SUPPLIED INFORMATION:
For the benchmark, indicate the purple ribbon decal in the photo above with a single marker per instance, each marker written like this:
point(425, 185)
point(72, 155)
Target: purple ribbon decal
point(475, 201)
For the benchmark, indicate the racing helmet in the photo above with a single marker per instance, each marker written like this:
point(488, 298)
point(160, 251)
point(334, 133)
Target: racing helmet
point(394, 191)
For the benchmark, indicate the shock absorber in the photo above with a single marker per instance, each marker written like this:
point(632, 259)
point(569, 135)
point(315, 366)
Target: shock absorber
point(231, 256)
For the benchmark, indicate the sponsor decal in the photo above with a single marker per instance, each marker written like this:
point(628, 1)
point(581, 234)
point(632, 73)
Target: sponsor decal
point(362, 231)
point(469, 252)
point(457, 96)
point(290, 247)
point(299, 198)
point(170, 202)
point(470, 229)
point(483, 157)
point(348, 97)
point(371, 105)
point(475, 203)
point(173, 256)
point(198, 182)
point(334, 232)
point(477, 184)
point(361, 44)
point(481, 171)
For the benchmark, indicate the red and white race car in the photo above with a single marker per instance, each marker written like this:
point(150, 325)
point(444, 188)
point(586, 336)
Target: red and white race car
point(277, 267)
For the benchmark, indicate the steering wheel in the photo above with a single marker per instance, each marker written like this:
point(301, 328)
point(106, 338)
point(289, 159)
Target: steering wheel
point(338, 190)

WHAT NEEDS TO BE DONE:
Render the material above as a JSON list of strings with one string per line, covering all of it and omitting any blank lines.

RESPONSE:
[
  "For the benchmark, indicate the purple ribbon decal in the photo above with a single marker per instance, each marker written like this:",
  "point(425, 185)",
  "point(72, 155)",
  "Target: purple ribbon decal",
  "point(475, 201)",
  "For the benchmark, indicate the racing helmet in the photo above with a single marker per instance, each marker written like this:",
  "point(488, 298)",
  "point(160, 251)",
  "point(334, 133)",
  "Target: racing helmet",
  "point(394, 191)",
  "For the benchmark, indicate the shock absorber in the photo above with a single marker per instance, each marker written like this:",
  "point(632, 259)",
  "point(569, 135)",
  "point(315, 366)",
  "Target: shock absorber",
  "point(231, 256)",
  "For the benchmark, indicate the sponsor decal in the photo above with a single marker per instance, each marker written like this:",
  "point(628, 1)",
  "point(581, 234)",
  "point(632, 73)",
  "Target: sponsor decal",
  "point(362, 231)",
  "point(469, 252)",
  "point(457, 96)",
  "point(290, 247)",
  "point(299, 198)",
  "point(170, 202)",
  "point(470, 229)",
  "point(483, 157)",
  "point(348, 97)",
  "point(371, 105)",
  "point(475, 203)",
  "point(173, 256)",
  "point(198, 182)",
  "point(334, 232)",
  "point(477, 184)",
  "point(361, 44)",
  "point(481, 171)",
  "For the benchmark, indicate the red and white race car in the photo above with a single marker per instance, each marker written like this:",
  "point(150, 325)",
  "point(444, 188)",
  "point(586, 336)",
  "Target: red and white race car",
  "point(277, 267)",
  "For the benchmark, indicate the steering wheel in the photo above with a single marker per instance, each marker written like this:",
  "point(301, 328)",
  "point(106, 338)",
  "point(289, 159)",
  "Target: steering wheel",
  "point(338, 190)"
]